- EXERCISE DIRECTIONS: Render the rows from the line containing "OBJECT = horse head" through the end as a numbered list, leaving out blank lines.

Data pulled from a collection
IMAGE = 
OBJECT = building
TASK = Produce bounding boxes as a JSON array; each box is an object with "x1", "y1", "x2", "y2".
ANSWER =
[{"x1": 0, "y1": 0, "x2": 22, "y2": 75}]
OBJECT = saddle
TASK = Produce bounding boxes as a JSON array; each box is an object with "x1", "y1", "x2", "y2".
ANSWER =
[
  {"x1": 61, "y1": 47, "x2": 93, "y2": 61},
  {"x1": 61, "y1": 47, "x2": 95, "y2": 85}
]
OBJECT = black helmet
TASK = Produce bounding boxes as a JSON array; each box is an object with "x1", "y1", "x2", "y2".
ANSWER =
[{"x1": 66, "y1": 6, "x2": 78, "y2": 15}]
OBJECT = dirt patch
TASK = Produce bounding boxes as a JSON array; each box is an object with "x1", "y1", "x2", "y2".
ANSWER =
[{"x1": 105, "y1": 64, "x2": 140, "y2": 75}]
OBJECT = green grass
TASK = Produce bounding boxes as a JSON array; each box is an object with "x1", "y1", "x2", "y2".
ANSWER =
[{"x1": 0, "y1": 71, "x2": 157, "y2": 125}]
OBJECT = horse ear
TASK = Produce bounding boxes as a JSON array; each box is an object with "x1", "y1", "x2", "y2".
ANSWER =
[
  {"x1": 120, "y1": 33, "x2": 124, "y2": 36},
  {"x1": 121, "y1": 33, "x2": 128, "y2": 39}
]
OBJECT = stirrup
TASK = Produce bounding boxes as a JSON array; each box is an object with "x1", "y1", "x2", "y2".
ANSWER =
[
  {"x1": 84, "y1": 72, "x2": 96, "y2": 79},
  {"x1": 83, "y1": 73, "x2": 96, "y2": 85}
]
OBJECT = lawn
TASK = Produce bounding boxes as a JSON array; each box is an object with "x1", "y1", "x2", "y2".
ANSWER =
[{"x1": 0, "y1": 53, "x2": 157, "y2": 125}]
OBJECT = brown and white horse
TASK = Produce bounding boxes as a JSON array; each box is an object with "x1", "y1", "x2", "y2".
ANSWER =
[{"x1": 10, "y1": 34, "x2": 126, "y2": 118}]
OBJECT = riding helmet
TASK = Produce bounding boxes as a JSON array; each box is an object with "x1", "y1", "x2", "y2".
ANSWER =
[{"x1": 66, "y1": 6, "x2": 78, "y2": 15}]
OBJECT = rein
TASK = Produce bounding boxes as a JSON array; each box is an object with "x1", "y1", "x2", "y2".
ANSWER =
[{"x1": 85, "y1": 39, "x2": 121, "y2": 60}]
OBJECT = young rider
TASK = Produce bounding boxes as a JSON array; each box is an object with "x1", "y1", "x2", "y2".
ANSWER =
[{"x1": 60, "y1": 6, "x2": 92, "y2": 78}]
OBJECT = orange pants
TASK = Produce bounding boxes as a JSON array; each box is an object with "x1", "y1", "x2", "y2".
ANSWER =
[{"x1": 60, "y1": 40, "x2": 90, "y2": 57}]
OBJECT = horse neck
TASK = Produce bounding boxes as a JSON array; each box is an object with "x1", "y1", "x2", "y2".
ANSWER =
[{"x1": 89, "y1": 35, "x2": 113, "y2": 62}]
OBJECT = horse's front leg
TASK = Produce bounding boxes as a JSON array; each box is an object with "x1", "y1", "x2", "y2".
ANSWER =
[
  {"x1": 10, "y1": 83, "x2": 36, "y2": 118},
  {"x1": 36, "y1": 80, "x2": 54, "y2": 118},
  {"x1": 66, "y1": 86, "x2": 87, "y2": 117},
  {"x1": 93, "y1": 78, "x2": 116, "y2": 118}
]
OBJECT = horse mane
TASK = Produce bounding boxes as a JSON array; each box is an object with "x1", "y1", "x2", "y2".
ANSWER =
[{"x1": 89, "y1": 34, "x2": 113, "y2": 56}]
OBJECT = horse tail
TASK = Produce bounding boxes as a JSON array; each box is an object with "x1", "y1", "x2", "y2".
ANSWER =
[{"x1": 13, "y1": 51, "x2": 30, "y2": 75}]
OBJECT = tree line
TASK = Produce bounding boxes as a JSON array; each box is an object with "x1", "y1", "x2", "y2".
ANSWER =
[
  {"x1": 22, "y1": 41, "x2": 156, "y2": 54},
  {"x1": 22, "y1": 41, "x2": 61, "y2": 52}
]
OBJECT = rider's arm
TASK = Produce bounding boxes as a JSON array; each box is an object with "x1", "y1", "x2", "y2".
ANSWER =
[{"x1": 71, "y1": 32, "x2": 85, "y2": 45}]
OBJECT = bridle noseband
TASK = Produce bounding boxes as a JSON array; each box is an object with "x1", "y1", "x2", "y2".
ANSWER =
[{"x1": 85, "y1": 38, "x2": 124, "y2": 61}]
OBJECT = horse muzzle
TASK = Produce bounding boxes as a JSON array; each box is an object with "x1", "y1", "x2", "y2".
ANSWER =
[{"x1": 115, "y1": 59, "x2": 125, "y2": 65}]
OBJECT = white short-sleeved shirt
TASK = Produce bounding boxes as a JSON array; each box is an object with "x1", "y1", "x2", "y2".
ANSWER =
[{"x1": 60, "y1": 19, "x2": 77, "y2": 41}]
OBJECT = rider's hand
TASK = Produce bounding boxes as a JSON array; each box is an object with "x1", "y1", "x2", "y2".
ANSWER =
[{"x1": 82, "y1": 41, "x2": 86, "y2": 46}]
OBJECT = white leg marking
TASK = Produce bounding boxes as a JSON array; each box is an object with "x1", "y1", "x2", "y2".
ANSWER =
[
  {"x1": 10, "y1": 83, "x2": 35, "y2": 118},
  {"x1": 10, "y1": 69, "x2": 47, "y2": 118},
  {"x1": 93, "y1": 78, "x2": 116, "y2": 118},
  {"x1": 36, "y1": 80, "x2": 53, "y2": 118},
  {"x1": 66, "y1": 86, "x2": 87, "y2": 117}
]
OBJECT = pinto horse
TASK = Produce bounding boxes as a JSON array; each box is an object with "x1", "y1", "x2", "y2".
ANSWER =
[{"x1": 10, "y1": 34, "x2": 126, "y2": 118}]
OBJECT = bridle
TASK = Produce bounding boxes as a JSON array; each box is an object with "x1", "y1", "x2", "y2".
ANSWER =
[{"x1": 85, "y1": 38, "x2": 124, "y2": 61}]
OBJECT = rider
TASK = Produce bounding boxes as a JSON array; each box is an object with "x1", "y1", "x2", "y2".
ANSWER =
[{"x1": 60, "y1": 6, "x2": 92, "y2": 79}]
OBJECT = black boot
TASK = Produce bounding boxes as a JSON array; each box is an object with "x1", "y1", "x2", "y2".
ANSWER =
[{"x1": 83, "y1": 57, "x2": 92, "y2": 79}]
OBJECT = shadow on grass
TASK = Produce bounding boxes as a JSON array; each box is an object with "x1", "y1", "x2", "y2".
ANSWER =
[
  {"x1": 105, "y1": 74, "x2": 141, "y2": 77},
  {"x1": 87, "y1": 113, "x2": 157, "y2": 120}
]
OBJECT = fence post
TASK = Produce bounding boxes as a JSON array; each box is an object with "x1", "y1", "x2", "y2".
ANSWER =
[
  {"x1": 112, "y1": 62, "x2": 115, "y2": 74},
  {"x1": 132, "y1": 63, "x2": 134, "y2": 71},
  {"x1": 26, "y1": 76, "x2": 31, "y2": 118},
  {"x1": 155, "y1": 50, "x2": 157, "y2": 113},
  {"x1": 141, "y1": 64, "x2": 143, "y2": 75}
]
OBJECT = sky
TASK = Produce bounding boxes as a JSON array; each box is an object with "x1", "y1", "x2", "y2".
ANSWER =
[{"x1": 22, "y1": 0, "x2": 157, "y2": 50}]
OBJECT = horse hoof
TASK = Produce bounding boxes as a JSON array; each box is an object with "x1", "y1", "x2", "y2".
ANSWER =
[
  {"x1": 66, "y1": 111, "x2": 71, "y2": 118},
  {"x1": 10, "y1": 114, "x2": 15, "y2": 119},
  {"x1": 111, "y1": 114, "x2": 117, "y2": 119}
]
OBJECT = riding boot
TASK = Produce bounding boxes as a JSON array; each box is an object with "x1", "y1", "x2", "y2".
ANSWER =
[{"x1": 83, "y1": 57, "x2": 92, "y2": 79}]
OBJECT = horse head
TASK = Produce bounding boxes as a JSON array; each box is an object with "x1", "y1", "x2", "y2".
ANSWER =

- REPLY:
1. OBJECT = horse head
2. TASK = Produce bounding boxes as a JSON array; each box is an object with "x1", "y1", "x2", "y2".
3. ANSWER =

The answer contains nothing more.